[[ Provided text, beginning ]]
Pornography constitutes about twenty-five percent of all search engine requests, and it is the fourth most common reason people give for going on the internet. While it may seem to simply facilitate an instinctual sexual response linked to millions of years of evolution, the truth is pornography has dynamically changed over time, ultimately molding our tastes and desires.

The not-so-shocking truth is that pornography has profound consequences for the brain and acts in many ways like a drug. With prolonged exposure, your tolerance is increased and many often find themselves addicted. Though it is not a physical substance, it leads to the same general loss of control, the compulsiveness to seek out the activity despite negative consequences, and withdrawal when it goes away. Much like that of gambling or running, for example.

The issue is that continued exposure can cause long-term or even lifelong neuro-plastic changes in the brain. Dopamine is released as a reward whenever we accomplish something, whether it be eating to sustain life or sexual activity to produce future life. This dopamine consolidates neural connections in order to drive us to perform the same activity in the future. In other words, it alters and forms the brain cells to motivate certain actions, effectively rewiring your brain.

The national institutes of health measure drug addictiveness by testing rats. The rat is trained to press a button in order to get a drug, and the harder it works indicates how addictive the substance is. It turns out that the more addictive a drug is, the more dopamine we see released. While there is unfortunately no rat porn that we can give to them, we do know that dopamine is also released during sexual excitement which pornography plays right into.
[[ Provided text, end ]]
[[ Stored data, beginning ]]
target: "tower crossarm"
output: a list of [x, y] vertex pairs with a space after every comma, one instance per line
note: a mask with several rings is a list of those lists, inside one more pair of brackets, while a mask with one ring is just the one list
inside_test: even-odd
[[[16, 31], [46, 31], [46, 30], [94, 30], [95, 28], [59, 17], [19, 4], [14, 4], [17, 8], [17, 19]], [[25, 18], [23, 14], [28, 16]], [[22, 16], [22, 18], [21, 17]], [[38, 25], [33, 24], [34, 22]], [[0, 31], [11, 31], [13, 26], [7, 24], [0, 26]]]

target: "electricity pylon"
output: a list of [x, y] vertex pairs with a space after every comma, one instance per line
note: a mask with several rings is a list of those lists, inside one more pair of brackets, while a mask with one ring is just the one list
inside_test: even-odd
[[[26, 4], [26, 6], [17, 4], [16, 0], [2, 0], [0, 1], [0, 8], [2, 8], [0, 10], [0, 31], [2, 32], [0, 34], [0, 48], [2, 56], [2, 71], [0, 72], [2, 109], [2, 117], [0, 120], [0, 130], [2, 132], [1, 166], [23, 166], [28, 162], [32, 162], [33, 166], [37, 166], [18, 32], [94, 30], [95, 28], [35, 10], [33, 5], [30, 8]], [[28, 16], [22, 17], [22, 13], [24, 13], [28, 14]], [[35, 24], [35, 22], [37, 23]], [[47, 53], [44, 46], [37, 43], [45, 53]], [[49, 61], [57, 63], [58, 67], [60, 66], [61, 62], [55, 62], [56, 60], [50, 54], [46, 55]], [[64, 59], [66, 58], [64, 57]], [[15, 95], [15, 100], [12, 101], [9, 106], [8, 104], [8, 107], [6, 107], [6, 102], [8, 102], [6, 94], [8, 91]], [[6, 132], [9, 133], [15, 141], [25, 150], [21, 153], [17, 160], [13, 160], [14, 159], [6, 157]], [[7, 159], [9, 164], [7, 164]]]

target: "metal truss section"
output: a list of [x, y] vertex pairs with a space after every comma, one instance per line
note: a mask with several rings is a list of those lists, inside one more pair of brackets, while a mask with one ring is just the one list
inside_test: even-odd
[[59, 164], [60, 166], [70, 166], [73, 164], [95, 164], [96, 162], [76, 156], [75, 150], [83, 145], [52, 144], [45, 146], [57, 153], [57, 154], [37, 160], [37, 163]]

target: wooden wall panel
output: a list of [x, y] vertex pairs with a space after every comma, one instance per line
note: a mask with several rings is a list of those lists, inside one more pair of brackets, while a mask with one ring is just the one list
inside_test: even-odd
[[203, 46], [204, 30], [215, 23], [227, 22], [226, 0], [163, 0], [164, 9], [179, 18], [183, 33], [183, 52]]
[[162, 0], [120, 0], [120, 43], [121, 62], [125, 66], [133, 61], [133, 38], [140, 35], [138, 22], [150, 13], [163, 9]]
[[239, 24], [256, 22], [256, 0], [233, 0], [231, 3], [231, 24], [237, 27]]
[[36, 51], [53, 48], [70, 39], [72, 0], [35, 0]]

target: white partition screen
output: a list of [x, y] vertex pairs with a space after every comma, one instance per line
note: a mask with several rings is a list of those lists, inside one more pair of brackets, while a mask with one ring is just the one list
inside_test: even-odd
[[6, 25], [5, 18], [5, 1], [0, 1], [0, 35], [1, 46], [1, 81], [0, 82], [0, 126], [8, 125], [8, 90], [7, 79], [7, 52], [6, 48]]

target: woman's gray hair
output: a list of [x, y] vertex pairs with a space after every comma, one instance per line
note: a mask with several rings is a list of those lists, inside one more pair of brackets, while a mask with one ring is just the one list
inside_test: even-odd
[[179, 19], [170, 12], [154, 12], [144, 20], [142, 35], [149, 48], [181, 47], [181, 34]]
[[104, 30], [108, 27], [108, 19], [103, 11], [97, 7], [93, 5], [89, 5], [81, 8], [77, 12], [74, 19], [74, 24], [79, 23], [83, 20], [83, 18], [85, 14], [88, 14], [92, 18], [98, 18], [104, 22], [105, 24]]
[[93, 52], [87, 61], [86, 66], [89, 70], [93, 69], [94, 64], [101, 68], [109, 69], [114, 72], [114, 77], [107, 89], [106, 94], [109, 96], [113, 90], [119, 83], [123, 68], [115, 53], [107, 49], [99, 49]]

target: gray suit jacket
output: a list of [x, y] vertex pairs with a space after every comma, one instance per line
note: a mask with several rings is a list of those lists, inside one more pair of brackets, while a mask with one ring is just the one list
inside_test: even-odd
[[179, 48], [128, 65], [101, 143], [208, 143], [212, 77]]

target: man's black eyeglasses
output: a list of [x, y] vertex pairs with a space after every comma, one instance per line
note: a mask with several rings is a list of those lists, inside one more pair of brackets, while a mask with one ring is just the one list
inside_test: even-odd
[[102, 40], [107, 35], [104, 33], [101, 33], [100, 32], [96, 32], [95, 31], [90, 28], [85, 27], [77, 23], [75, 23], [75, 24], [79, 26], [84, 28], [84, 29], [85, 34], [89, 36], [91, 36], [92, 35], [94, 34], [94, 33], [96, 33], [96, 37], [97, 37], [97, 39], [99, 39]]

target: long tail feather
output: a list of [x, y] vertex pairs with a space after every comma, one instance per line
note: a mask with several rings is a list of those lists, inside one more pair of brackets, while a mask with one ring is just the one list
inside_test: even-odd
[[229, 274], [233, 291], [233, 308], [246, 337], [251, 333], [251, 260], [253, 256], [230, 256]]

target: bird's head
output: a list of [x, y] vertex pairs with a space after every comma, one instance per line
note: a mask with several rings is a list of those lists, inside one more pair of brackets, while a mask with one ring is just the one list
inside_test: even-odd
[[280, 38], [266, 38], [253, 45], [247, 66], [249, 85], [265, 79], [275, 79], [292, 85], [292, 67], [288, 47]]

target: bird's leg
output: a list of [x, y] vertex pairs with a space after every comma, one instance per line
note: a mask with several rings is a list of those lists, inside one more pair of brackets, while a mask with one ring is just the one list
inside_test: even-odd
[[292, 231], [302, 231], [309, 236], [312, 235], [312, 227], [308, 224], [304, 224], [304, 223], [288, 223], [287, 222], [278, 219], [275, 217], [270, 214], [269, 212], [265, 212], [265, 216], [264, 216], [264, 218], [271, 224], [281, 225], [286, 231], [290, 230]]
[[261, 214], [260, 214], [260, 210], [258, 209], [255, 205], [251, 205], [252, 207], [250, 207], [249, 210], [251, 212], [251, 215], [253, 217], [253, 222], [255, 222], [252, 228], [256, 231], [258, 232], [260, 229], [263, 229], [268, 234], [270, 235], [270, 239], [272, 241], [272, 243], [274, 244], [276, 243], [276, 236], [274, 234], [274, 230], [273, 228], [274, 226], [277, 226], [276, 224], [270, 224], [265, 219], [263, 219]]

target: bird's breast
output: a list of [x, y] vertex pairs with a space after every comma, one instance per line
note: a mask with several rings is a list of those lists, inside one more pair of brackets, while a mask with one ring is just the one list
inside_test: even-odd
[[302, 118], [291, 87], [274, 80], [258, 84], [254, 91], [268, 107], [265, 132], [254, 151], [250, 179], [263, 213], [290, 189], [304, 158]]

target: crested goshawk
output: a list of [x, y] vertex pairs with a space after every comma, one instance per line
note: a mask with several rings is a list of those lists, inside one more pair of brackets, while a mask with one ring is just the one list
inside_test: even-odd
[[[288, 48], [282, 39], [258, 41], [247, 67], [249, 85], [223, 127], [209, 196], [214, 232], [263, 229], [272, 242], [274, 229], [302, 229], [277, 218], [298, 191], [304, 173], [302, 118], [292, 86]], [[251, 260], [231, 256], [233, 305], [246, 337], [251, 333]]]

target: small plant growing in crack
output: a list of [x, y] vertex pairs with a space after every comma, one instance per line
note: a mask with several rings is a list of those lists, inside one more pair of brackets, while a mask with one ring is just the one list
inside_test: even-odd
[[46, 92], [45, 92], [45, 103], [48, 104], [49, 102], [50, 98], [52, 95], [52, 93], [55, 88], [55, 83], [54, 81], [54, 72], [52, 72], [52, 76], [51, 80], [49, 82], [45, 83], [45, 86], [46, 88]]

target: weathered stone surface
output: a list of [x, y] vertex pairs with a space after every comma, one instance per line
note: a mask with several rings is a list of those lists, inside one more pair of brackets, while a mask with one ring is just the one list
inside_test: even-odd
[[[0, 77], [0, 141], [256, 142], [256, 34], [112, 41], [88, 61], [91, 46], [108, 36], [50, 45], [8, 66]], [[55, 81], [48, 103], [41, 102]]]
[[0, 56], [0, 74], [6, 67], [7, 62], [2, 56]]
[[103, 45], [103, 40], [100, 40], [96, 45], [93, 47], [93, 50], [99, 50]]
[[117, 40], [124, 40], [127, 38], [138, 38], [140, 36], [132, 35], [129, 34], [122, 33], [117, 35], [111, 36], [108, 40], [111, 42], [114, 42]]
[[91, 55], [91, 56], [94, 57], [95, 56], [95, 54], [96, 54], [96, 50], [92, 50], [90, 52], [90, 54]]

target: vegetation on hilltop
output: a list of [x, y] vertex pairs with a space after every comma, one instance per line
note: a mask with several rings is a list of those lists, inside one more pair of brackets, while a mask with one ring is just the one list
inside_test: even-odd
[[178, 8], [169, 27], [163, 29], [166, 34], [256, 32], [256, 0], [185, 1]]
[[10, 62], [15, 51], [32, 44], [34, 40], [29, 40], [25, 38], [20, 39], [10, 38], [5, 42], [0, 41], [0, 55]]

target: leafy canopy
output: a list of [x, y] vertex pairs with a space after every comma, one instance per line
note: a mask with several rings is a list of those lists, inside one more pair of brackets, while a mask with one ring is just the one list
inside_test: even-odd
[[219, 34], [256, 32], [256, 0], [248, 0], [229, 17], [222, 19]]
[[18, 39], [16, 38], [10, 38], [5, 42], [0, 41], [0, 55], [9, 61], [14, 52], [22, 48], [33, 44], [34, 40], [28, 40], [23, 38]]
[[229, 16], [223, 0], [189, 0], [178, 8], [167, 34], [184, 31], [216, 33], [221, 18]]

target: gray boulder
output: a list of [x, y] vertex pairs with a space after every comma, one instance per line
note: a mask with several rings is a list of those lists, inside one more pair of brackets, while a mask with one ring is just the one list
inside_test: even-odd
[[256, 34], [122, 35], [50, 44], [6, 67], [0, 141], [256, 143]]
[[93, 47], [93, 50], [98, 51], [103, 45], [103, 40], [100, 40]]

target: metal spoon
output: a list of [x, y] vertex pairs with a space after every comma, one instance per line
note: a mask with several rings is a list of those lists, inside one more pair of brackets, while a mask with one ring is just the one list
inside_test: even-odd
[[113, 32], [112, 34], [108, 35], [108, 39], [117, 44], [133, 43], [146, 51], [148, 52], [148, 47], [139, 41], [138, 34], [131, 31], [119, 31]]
[[ Stored data, end ]]
**Assignment A:** In the text on pornography and the brain, what share of search engine requests is pornography said to make up?
**Assignment B:** Write out the text on pornography and the brain again. Begin at the words "The not-so-shocking truth" and stop after "running, for example.", swapping "gambling" for "shopping".
**Assignment C:** Continue the text on pornography and the brain from the point where it stops.
The data plays no part in this.

**Exercise response A:** About twenty-five percent.

**Exercise response B:**
The not-so-shocking truth is that pornography has profound consequences for the brain and acts in many ways like a drug. With prolonged exposure, your tolerance is increased and many often find themselves addicted. Though it is not a physical substance, it leads to the same general loss of control, the compulsiveness to seek out the activity despite negative consequences, and withdrawal when it goes away. Much like that of shopping or running, for example.

**Exercise response C:**
The more time you spend engaging in pornography, the more dopamine gets released. This reinforces the behavior and makes you not only desire it in the future but require it. And as you begin to imagine these images away from the computer or while having sex, they become reinforced. Furthermore, each orgasm releases even more dopamine, which consolidates the connections made during the session. It's a feedback loop that becomes harder to escape, and just like a drug, your tolerance for visual stimulation has now compounded, making it more difficult to be turned on by reality.

Pornography addiction can often lead to finding your mate less attractive. The good news is it doesn't have to be permanent. Usually, when people understand the mechanism and realize it's affecting their relationships, they can stop.

The brain is often described as a "use it or lose it" system. The neural connections you stimulate grow stronger and desire to be activated, while the ones you ignore become weakened. Much like your muscles, which if sitting still all day itch for activity but after prolonged non-use, they become complacent. Luckily, because of this "use it or lose it" brain, the same neuro-plastic system that proliferates these habits can also be used to acquire healthier ones.